* **SCHRIFTLICHE AUFGABE**: Suche in den Daten unten jede Zeile, in der die Zeichenfolge „woman“ vorkommt, und gib diese Zeilen unverändert wieder.

---------- BEREITGESTELLTE DATEN

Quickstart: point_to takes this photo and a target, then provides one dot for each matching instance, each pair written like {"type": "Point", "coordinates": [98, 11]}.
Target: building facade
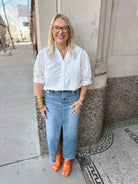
{"type": "Point", "coordinates": [107, 30]}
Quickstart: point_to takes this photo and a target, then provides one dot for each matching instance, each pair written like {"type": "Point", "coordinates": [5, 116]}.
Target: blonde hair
{"type": "Point", "coordinates": [70, 42]}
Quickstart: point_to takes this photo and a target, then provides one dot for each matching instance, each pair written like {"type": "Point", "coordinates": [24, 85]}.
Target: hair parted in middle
{"type": "Point", "coordinates": [70, 42]}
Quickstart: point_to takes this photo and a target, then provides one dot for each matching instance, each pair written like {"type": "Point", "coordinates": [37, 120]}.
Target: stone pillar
{"type": "Point", "coordinates": [93, 38]}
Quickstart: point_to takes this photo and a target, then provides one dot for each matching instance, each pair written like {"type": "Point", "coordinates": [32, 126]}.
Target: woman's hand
{"type": "Point", "coordinates": [77, 108]}
{"type": "Point", "coordinates": [44, 111]}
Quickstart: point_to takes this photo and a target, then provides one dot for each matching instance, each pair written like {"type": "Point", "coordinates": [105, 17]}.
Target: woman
{"type": "Point", "coordinates": [62, 74]}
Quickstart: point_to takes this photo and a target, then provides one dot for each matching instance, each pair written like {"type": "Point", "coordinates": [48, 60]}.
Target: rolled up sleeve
{"type": "Point", "coordinates": [86, 73]}
{"type": "Point", "coordinates": [39, 70]}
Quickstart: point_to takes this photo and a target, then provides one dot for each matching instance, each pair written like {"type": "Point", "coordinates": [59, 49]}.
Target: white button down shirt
{"type": "Point", "coordinates": [62, 74]}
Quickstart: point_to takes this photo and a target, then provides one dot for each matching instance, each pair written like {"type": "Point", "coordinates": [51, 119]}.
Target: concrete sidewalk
{"type": "Point", "coordinates": [20, 159]}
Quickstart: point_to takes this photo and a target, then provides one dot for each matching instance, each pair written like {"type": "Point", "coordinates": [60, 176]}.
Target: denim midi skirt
{"type": "Point", "coordinates": [59, 104]}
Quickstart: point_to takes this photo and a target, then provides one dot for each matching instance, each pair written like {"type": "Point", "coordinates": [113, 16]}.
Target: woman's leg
{"type": "Point", "coordinates": [59, 151]}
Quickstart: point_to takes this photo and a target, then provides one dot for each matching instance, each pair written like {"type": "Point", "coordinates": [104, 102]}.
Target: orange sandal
{"type": "Point", "coordinates": [66, 168]}
{"type": "Point", "coordinates": [57, 164]}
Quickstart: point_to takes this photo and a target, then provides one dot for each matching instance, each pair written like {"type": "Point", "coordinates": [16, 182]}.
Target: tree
{"type": "Point", "coordinates": [8, 28]}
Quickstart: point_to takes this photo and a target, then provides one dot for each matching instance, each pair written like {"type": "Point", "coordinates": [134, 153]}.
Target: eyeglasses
{"type": "Point", "coordinates": [65, 29]}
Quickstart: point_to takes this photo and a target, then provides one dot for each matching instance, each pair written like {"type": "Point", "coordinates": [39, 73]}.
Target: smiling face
{"type": "Point", "coordinates": [60, 37]}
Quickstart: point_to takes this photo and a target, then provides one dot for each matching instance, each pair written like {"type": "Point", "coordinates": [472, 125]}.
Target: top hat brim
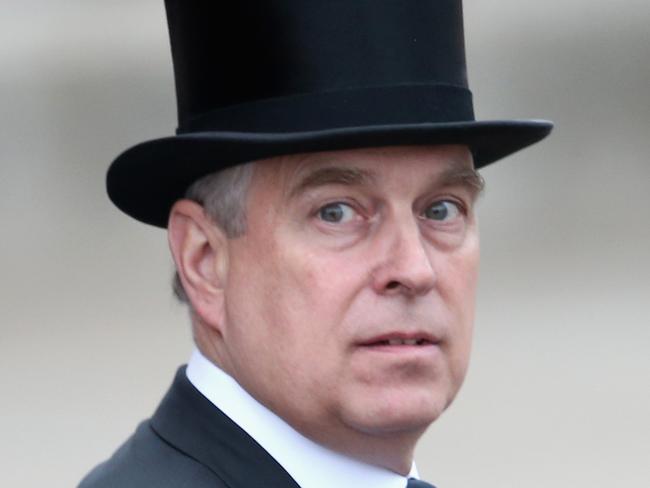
{"type": "Point", "coordinates": [146, 180]}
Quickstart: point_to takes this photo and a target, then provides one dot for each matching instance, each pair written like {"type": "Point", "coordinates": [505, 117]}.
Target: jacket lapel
{"type": "Point", "coordinates": [191, 423]}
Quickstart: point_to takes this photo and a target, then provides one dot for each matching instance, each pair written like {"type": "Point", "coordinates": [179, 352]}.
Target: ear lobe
{"type": "Point", "coordinates": [200, 253]}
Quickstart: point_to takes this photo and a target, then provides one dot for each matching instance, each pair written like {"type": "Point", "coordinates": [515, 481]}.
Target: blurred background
{"type": "Point", "coordinates": [558, 392]}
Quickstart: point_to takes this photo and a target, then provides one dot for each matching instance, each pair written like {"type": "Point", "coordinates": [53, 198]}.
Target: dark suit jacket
{"type": "Point", "coordinates": [189, 443]}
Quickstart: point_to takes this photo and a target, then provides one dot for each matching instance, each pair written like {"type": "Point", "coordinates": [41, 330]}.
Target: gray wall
{"type": "Point", "coordinates": [558, 392]}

--------------------

* **ANTWORT ZUR AUFGABE**:
Target: woman's hand
Target: woman
Target: woman's leg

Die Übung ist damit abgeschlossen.